PROBLEM TO SOLVE
Copy every line from the one containing "of the orange" through the last line of the records below, both included, and nothing else.

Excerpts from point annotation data

** Start **

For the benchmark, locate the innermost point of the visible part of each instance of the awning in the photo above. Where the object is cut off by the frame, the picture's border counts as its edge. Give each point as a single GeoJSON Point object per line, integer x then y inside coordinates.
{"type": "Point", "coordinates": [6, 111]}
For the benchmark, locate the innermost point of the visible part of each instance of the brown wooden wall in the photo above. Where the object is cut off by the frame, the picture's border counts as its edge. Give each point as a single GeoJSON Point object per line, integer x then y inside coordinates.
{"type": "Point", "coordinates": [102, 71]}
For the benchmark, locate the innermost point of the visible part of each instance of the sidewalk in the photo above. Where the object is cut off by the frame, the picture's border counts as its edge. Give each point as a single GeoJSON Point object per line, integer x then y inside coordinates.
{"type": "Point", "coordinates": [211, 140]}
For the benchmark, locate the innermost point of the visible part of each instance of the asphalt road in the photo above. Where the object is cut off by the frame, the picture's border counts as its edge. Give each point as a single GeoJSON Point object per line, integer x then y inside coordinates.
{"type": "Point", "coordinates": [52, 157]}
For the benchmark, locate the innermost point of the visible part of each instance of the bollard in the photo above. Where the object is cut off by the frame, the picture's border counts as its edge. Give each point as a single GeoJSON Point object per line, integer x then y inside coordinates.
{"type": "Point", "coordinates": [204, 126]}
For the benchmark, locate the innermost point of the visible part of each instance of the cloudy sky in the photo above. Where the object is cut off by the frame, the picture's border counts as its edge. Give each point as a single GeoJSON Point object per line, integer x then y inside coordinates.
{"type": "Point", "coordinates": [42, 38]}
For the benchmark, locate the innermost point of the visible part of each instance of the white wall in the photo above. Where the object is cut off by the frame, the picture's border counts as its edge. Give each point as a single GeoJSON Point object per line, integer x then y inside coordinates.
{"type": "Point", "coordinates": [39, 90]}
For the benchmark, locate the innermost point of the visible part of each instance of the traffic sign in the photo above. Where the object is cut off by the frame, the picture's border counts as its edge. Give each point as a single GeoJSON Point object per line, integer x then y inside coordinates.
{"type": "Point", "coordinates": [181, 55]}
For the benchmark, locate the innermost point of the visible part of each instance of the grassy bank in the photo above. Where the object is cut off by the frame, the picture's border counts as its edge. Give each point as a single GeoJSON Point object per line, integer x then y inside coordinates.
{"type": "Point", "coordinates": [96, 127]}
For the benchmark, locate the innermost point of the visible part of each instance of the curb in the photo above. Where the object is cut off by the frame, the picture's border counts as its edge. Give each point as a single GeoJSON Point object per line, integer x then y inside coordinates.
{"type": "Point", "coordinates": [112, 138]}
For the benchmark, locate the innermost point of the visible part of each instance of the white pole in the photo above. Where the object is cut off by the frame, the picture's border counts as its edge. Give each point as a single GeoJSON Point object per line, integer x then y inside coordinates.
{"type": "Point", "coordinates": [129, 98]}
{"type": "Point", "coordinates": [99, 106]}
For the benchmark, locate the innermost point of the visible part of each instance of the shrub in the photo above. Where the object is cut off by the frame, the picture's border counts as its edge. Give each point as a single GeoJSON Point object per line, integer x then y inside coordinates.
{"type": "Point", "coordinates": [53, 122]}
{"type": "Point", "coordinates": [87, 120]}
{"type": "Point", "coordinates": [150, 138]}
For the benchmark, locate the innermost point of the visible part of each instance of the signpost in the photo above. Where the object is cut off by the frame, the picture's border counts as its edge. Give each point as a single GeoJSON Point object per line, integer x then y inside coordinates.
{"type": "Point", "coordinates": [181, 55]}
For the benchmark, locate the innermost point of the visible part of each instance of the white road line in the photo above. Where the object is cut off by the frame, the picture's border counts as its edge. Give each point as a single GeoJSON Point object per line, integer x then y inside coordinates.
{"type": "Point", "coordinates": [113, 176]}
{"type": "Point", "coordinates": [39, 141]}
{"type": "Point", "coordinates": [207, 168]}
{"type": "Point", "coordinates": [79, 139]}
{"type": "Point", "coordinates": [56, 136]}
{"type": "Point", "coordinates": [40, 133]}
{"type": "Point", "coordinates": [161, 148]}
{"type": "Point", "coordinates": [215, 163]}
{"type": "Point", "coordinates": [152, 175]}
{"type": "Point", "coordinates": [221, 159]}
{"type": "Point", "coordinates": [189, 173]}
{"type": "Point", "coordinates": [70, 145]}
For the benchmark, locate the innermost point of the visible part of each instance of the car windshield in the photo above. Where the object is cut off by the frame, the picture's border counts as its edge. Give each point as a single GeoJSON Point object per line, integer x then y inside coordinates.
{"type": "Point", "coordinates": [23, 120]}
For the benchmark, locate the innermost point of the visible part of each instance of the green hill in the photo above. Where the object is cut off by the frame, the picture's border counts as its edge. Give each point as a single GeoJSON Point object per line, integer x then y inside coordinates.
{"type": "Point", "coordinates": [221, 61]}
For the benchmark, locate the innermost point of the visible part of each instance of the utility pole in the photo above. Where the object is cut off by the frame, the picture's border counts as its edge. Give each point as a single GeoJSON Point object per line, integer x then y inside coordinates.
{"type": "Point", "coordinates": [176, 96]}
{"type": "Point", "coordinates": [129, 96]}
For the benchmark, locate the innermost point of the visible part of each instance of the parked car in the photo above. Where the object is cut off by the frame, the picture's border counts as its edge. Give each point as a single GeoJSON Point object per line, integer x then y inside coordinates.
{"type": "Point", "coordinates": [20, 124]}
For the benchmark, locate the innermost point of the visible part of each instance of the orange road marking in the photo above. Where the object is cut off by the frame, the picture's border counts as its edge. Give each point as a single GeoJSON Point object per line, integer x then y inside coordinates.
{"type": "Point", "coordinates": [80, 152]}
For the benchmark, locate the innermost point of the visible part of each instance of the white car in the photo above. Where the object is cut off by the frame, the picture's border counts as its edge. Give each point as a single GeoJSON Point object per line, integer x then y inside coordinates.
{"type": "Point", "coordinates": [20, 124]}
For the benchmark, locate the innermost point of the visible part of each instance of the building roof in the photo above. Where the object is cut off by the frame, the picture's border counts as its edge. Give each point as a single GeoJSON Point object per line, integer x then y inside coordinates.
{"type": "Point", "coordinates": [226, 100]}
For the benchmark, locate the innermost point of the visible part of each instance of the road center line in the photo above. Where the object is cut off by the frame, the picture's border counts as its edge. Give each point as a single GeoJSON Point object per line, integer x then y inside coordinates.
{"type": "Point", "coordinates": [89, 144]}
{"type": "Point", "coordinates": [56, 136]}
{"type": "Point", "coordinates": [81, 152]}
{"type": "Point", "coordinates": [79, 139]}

** End **

WRITTEN ANSWER
For the benchmark, locate the innermost point of the visible part of each instance of the orange road marking in the photo above. Where the object is cut off by the frame, the picture's border counts as its edge. Give each point as a single GeoJSON Point object per line, integer x then y inside coordinates.
{"type": "Point", "coordinates": [80, 152]}
For the benchmark, locate the innermost point of the visible part of each instance of the white car in the photo above. Where the object is cut off by the frame, the picture's border counts as its edge. Give each point as a single GeoJSON Point object per line, integer x then y inside coordinates.
{"type": "Point", "coordinates": [20, 124]}
For the benchmark, locate the innermost point of the visible part of each instance of the building roof in the photo above. Where the object is cut off by the frame, the picture's border counts as its edge. Give each point as a single GeoJSON Point object per line, integer x then y inside coordinates.
{"type": "Point", "coordinates": [226, 100]}
For the benchmark, locate the innermost point of the visible part of each instance of the road center line in the photo above. Where the object is cut off by the frame, the picture's border counts as its edge. Give each point as a single GeoJSON Point object per line, integer x then y inside coordinates.
{"type": "Point", "coordinates": [89, 144]}
{"type": "Point", "coordinates": [56, 136]}
{"type": "Point", "coordinates": [81, 152]}
{"type": "Point", "coordinates": [79, 139]}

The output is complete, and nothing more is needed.